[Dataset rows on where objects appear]
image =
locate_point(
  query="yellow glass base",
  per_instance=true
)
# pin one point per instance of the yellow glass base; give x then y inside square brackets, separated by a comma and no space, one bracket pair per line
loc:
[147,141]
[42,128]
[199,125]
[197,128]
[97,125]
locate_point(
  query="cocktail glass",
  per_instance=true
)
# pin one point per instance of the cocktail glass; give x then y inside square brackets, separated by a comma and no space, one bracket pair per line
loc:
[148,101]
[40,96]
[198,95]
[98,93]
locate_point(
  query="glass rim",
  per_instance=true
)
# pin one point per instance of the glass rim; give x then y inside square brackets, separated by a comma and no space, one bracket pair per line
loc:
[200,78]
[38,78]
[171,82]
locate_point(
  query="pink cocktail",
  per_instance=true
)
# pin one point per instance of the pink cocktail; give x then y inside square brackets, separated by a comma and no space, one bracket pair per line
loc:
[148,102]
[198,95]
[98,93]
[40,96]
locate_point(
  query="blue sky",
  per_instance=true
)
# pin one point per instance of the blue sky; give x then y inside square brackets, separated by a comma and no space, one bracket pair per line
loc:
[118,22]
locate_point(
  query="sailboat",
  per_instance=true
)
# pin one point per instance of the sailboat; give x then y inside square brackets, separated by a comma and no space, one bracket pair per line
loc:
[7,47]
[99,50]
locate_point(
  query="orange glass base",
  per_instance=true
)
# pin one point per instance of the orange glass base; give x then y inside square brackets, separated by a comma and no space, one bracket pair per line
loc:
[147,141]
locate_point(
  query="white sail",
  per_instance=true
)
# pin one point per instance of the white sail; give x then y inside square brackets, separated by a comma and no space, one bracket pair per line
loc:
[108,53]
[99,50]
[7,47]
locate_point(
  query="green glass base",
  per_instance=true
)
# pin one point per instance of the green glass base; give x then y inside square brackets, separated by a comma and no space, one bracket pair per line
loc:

- **WHAT YOU HAVE TO DO**: Repeat the material above in full, exactly as it stands.

- **SOLVED EXERCISE**:
image =
locate_point(
  query="yellow glass base",
  per_instance=true
)
# pin one point per instance of the yellow glass base; give x then y inside square brackets, separated by a comma and no space, one bracket pair per line
loc:
[147,141]
[42,128]
[199,125]
[197,128]
[97,125]
locate_point(
  query="cocktail glass",
  per_instance=true
)
# pin one point per instance of the cocktail glass; give x then y inside square brackets, separated by a comma and no space, one bracket pair per line
loc:
[148,101]
[40,96]
[198,95]
[98,93]
locate_point(
  query="glass rim",
  per_instance=true
)
# pin one point per instance of the glass rim; give x then y inside square brackets, separated by a comma and no space, one bracket pair per line
loc:
[200,78]
[38,78]
[171,82]
locate_point(
  query="pink cocktail",
  per_instance=true
)
# pin one point per instance of the pink cocktail; give x then y inside square brackets, separated by a comma and no space, one bracket pair per line
loc:
[148,102]
[198,95]
[98,93]
[40,96]
locate_point(
  query="blue sky",
  per_instance=true
)
# pin one point per instance of the blue sky; give x then y inside square brackets, separated by a comma and no space, one bracket pair per line
loc:
[118,22]
locate_point(
  query="sailboat",
  per_instance=true
)
# pin one point per instance of the sailboat; give x then y inside square brackets, separated by a comma and no space, one bracket pair per line
loc:
[7,47]
[99,50]
locate_point(
  query="orange glass base",
  per_instance=true
)
# pin one point per instance of the orange glass base; give x then y inside square brackets, separated by a comma and no space, one bracket pair per line
loc:
[147,141]
locate_point(
  query="white sail",
  per_instance=true
)
# pin one point per instance of the white sail; give x then y inside square brackets, separated by a comma and no space, one bracket pair per line
loc:
[108,53]
[99,50]
[7,47]
locate_point(
  query="green glass base",
  per_instance=true
)
# pin one point per instance of the green glass base; give x then y inside square brackets, separated by a comma and no space, one bracket pair per line
loc:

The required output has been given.